BEGIN Data rows
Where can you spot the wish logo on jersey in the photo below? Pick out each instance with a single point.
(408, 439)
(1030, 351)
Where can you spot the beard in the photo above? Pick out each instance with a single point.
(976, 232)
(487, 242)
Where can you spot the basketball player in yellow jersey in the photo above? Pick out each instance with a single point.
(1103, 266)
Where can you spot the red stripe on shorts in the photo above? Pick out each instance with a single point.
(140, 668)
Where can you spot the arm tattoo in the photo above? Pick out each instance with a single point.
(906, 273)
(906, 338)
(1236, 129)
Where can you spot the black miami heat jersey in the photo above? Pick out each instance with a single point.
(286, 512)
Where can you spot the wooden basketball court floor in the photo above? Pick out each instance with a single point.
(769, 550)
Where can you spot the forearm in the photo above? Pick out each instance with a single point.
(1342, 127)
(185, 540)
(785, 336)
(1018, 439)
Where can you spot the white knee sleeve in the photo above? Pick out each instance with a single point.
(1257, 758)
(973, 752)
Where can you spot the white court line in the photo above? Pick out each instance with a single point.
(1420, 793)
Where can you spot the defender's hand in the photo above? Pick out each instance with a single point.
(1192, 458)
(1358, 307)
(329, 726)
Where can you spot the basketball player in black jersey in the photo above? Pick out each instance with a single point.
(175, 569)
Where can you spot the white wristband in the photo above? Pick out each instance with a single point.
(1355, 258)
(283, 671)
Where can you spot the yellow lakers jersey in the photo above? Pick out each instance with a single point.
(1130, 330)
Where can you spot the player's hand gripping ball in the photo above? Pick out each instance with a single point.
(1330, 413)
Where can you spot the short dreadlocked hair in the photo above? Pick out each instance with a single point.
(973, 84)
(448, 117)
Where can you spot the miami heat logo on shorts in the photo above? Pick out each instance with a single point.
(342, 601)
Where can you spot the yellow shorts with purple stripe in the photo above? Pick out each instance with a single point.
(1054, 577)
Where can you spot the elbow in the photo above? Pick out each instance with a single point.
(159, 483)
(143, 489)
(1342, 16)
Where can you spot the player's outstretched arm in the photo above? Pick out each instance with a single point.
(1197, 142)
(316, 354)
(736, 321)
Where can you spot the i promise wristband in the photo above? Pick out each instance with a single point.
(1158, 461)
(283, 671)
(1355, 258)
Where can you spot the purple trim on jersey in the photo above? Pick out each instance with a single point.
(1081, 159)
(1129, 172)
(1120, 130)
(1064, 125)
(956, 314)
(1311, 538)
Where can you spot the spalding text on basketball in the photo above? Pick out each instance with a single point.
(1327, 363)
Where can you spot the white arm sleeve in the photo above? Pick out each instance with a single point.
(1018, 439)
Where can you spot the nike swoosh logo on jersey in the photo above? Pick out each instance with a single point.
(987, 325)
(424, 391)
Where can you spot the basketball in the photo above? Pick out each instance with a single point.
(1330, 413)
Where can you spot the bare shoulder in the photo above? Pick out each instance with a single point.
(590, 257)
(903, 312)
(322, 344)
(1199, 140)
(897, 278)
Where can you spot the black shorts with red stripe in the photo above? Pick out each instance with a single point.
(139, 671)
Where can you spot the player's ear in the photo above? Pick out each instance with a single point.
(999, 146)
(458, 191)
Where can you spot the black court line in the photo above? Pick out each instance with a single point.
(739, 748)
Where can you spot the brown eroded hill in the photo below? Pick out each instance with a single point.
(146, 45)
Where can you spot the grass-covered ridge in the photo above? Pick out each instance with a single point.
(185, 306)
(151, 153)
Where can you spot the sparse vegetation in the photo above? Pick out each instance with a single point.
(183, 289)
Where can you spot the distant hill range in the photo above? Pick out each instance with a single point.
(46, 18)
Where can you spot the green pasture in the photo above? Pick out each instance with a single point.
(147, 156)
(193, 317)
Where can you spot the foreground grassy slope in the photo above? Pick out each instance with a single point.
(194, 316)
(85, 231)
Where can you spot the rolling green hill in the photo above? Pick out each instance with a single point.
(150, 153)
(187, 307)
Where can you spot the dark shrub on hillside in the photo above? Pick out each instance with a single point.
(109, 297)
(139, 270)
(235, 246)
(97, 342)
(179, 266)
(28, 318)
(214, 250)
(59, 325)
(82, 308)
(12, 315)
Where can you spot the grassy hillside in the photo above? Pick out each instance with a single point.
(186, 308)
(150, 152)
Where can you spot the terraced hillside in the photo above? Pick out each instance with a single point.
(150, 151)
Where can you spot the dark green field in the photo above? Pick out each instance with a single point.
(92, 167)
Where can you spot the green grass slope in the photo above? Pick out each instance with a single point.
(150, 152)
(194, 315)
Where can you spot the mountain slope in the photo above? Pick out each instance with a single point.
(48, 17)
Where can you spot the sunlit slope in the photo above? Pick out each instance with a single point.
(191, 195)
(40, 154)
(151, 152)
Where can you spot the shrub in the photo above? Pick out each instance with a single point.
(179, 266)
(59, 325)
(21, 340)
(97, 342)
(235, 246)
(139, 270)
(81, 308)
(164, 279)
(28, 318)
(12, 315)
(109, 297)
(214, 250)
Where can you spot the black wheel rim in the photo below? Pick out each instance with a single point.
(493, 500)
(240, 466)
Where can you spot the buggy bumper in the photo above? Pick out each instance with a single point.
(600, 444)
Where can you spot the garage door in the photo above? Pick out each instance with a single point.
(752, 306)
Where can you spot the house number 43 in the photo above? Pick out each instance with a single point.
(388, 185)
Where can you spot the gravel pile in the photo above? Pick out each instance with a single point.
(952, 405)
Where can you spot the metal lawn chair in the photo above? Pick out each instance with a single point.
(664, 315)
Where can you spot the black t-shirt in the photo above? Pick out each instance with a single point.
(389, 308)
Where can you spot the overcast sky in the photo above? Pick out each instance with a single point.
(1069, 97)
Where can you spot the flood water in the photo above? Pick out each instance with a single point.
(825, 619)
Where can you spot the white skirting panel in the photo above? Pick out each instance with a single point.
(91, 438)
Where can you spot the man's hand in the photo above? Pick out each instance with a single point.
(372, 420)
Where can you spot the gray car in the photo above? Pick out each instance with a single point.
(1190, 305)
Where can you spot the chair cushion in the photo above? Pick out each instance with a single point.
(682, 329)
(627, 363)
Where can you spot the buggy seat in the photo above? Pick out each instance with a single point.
END Data rows
> What the task asks
Rescale the items from the start through the line with "(1103, 266)", and give only those lines, requests included. Multiply every point coordinate in the answers by 1.85 and round each result to a whole number, rounding halves up.

> Response to the task
Where can you spot the wish logo on jersey in the photo below? Pick out each instance with a single point.
(755, 812)
(1906, 649)
Where can you spot the beard in the photo above? Pick out each instance with a single point.
(1806, 429)
(901, 448)
Where can you spot the basketball player in yellow jersey in the photo above? Pick out each instance with a single point.
(2041, 492)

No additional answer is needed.